>>>
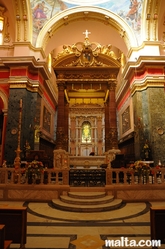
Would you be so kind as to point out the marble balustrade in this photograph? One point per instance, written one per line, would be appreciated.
(120, 176)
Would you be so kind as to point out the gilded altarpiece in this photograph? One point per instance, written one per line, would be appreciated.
(86, 130)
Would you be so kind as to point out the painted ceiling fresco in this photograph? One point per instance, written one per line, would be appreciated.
(129, 10)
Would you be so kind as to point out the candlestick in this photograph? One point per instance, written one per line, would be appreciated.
(20, 103)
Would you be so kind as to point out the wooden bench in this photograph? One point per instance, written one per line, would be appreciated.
(15, 221)
(157, 224)
(4, 244)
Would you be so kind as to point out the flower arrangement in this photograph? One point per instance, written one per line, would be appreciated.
(34, 169)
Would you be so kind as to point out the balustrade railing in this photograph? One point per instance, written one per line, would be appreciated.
(50, 176)
(120, 176)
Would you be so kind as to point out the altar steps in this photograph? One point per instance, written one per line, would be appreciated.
(86, 202)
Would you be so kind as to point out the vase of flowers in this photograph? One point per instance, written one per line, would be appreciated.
(34, 170)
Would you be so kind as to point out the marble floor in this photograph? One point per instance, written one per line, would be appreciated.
(48, 227)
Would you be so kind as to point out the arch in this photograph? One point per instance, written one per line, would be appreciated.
(86, 132)
(123, 35)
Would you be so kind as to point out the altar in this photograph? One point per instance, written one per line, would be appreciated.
(87, 161)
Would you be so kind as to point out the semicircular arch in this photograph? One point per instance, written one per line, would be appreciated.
(67, 24)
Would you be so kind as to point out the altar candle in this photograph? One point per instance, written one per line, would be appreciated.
(20, 103)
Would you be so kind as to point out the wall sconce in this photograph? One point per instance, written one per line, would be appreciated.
(148, 16)
(155, 16)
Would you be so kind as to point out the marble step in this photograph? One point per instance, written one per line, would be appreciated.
(87, 201)
(57, 203)
(86, 195)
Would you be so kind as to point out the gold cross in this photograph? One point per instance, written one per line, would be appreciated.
(86, 33)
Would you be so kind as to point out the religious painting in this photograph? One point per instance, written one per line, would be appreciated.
(86, 132)
(46, 119)
(126, 124)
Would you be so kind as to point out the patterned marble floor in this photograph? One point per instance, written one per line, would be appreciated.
(48, 227)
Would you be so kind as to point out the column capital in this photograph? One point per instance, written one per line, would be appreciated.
(112, 85)
(61, 85)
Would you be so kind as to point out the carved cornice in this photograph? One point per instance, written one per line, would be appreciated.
(147, 83)
(87, 54)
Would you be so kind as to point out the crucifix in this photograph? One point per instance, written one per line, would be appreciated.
(86, 33)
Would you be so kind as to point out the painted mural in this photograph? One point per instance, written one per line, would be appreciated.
(129, 10)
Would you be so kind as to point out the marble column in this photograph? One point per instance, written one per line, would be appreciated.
(60, 136)
(66, 125)
(113, 139)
<<<
→ **TASK STATEMENT**
Print exactly the lines above, starting at the line that contains "Would you be so kind as to point out the crucifix" and ending with the last line of the records, both included.

→ **COMPLETED TASK**
Would you be so kind as to point out the crucifix in this photograph? One point per instance, written one per line, would be appreciated.
(86, 33)
Would you be so kind as to point out the painted mural in this photograph? One point per instance, written one per line, would be appreciated.
(129, 10)
Would you be so kind as to point out the marble column in this photograph? One point per instance, written one per line, would be appreciated.
(60, 136)
(66, 125)
(113, 139)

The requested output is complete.